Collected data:
* start *

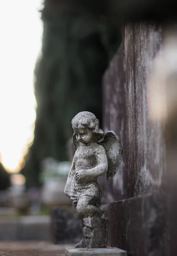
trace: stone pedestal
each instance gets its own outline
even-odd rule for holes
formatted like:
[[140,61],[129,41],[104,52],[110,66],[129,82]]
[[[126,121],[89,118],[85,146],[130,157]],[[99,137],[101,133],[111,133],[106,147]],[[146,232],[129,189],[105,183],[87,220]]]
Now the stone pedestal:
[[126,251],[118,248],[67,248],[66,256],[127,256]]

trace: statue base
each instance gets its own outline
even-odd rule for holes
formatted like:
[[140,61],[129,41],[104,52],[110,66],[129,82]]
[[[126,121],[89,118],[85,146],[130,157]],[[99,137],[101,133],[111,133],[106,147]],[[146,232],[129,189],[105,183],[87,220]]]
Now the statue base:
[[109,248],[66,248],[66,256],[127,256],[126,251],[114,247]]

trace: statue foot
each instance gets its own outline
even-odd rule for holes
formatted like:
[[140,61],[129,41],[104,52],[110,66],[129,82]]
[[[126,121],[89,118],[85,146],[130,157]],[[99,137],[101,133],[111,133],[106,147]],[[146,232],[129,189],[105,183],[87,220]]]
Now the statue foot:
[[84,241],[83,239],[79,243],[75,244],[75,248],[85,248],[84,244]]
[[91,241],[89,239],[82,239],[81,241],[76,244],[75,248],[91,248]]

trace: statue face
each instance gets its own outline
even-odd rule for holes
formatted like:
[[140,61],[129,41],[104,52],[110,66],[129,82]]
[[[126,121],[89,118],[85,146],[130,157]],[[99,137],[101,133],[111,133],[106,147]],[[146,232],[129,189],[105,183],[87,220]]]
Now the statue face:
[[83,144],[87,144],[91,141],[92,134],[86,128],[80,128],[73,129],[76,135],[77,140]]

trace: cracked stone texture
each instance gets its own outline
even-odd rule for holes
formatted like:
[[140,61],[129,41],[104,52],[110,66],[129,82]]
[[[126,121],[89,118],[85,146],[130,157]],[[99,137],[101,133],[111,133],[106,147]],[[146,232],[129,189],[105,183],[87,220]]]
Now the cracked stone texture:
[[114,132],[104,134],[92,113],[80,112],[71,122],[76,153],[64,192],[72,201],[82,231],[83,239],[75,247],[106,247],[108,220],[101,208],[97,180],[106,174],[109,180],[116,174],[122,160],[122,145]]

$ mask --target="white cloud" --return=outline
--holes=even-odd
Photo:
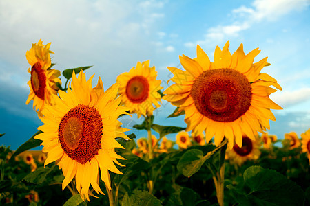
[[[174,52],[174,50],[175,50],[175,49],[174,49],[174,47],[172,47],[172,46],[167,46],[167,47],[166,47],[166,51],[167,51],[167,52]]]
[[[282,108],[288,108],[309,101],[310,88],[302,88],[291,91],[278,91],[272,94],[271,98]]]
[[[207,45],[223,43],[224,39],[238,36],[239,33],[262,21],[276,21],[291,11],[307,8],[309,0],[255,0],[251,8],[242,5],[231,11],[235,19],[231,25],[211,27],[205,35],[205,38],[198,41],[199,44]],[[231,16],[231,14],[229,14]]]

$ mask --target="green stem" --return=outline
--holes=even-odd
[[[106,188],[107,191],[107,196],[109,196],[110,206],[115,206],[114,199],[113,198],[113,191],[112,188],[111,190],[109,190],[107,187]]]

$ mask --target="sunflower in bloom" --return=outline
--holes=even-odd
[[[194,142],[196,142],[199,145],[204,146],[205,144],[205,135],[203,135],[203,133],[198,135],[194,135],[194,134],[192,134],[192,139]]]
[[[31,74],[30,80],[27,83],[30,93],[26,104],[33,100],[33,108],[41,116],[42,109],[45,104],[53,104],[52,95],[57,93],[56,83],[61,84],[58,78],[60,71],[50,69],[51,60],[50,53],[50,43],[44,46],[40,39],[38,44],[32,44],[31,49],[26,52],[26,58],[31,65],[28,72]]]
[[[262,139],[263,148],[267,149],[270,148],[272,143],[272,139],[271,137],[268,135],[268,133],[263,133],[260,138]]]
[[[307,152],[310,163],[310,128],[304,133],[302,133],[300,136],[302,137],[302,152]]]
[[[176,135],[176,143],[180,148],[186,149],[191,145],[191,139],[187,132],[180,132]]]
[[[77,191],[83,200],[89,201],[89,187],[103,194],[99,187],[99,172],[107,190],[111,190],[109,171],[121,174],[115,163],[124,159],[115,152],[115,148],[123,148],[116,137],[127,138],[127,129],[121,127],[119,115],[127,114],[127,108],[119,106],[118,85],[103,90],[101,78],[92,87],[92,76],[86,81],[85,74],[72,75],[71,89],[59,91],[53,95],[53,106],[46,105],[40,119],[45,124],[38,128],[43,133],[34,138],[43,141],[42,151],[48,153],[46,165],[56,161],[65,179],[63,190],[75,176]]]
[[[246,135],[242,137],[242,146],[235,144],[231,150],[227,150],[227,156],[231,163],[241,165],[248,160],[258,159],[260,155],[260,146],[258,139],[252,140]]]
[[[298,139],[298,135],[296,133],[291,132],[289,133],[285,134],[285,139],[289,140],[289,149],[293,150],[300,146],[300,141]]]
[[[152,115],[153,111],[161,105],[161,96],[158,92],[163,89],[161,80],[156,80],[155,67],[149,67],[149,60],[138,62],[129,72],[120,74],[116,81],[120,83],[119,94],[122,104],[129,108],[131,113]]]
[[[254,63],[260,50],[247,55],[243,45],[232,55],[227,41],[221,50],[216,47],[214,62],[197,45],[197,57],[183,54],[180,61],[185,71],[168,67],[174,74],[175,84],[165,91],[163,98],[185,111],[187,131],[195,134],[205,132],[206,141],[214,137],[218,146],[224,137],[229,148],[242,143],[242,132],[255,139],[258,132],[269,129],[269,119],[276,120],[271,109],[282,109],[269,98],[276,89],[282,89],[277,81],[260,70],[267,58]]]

* end *
* start *

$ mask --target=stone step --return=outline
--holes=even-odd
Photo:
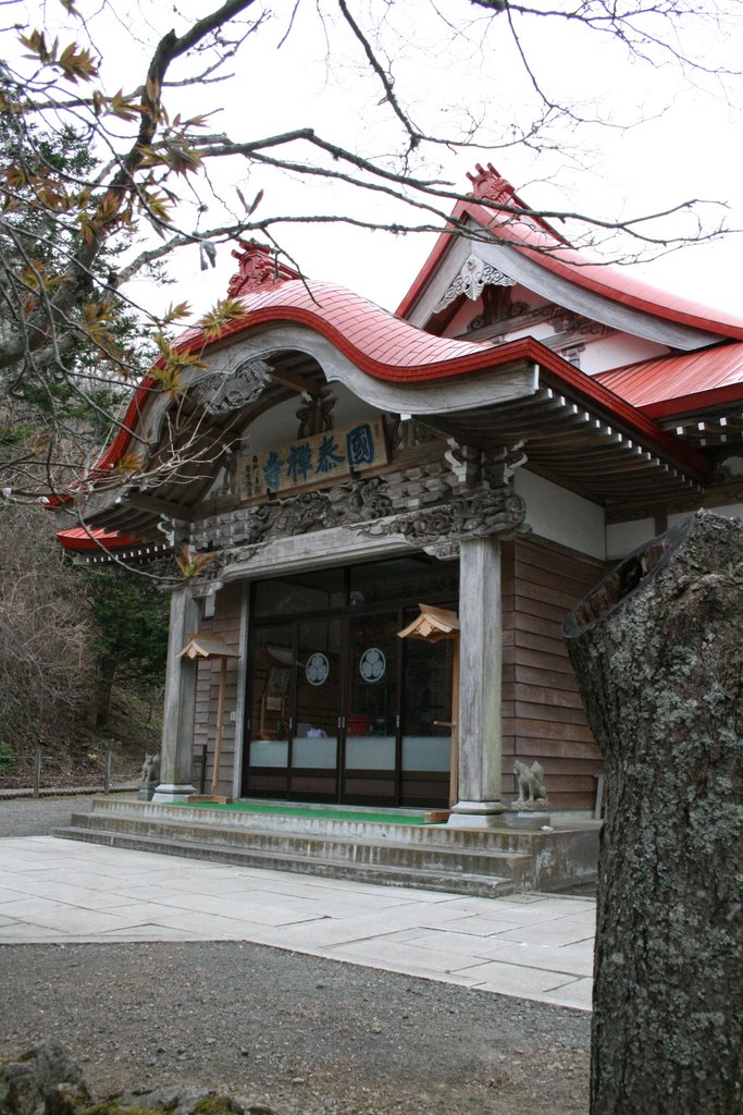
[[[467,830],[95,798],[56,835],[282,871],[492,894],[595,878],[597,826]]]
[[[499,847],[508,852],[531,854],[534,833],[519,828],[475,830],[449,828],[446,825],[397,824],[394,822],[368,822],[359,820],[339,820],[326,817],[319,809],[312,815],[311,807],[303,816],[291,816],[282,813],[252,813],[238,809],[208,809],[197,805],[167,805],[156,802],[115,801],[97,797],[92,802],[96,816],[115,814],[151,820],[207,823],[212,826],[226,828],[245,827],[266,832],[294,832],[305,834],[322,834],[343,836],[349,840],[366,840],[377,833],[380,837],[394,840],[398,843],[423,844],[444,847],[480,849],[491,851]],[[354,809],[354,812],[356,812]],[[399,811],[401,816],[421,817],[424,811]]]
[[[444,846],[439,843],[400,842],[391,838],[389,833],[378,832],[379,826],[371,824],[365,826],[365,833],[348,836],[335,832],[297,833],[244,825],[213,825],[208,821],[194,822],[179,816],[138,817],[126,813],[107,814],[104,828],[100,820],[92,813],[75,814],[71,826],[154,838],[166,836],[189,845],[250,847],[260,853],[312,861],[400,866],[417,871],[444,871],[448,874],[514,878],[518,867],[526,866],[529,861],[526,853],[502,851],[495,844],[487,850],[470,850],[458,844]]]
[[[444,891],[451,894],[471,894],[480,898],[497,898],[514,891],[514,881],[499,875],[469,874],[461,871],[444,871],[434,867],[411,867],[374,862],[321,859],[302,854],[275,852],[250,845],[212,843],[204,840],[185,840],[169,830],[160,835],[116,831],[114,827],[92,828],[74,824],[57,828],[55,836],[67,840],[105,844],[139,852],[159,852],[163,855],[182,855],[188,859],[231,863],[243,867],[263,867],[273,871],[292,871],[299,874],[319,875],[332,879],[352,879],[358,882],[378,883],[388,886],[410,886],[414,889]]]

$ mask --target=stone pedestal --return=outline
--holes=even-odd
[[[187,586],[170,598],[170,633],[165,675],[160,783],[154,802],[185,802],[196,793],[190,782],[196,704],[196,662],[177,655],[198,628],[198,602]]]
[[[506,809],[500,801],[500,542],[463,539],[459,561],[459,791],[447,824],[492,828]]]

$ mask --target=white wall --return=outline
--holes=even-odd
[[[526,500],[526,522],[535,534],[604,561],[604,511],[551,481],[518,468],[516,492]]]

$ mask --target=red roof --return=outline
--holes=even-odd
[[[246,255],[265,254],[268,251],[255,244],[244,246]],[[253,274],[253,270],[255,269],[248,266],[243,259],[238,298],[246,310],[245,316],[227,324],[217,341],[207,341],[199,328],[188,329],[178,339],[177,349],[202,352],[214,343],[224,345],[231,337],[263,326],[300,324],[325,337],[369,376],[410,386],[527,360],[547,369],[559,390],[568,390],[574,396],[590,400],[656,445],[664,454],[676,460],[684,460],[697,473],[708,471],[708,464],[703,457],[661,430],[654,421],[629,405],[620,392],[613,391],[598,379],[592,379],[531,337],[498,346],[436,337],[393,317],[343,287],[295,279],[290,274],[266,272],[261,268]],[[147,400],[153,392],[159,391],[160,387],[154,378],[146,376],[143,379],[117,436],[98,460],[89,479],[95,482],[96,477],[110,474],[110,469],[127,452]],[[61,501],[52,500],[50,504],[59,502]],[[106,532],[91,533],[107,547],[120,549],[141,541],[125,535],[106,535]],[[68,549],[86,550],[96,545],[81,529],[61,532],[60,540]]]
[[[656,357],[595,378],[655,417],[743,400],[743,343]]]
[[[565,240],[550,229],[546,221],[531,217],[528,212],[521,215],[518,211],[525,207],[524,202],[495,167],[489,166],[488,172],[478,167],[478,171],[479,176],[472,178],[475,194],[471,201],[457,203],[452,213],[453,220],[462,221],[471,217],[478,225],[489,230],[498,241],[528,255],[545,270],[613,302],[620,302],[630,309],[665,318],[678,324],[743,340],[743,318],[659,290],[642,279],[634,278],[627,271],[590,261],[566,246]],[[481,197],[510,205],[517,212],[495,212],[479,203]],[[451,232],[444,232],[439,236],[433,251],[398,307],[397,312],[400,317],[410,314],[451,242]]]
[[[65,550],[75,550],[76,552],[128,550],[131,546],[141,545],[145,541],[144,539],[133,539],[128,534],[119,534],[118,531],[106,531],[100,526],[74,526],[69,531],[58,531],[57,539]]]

* end *
* start *

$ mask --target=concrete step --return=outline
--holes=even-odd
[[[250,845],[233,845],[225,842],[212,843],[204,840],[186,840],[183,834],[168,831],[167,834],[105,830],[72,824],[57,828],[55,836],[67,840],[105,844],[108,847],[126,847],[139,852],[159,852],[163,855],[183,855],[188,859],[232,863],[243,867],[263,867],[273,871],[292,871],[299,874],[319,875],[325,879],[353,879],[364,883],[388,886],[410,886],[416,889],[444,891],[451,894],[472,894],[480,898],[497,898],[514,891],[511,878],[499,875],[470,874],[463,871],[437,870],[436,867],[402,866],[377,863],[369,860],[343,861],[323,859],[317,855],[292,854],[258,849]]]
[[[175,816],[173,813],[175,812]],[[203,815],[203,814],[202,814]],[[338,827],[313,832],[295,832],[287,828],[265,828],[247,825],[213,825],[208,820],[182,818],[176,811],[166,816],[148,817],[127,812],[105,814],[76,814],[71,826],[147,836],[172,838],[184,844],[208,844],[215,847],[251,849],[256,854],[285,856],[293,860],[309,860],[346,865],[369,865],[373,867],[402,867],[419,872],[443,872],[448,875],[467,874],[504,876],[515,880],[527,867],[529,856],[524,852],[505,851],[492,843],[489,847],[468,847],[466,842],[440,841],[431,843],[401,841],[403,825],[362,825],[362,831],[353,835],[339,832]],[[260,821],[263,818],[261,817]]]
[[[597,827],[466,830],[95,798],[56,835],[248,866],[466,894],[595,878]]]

* end *

Given exercise: Format the lines of the records from the one containing "trace: stone pedestal" through the one containing "[[109,248],[66,248],[66,256],[127,256],[126,251],[114,247]]", inclusive, as a JSON list of strings with one string per line and blank lines omitted.

Written answer:
[
  "trace: stone pedestal",
  "each instance gets its own outline",
  "even-odd rule for holes",
  "formatted like:",
  "[[140,61],[129,41],[104,52],[110,66],[129,82]]",
  "[[[126,121],[89,118],[85,146],[130,157]],[[99,137],[101,133],[111,133],[106,147]],[[146,232],[129,189],[105,183],[87,220]]]",
  "Now the stone pedestal:",
  "[[126,251],[118,248],[67,248],[66,256],[127,256]]",
  "trace: statue base",
  "each instance gets its own outline",
  "even-odd rule for holes",
  "formatted like:",
  "[[140,61],[129,41],[104,52],[110,66],[129,82]]",
  "[[[126,121],[89,118],[85,146],[130,157]],[[99,137],[101,133],[111,133],[106,147]],[[146,232],[129,189],[105,183],[87,220]]]",
  "Now the statue base:",
  "[[109,248],[66,248],[66,256],[127,256],[126,251],[114,247]]"
]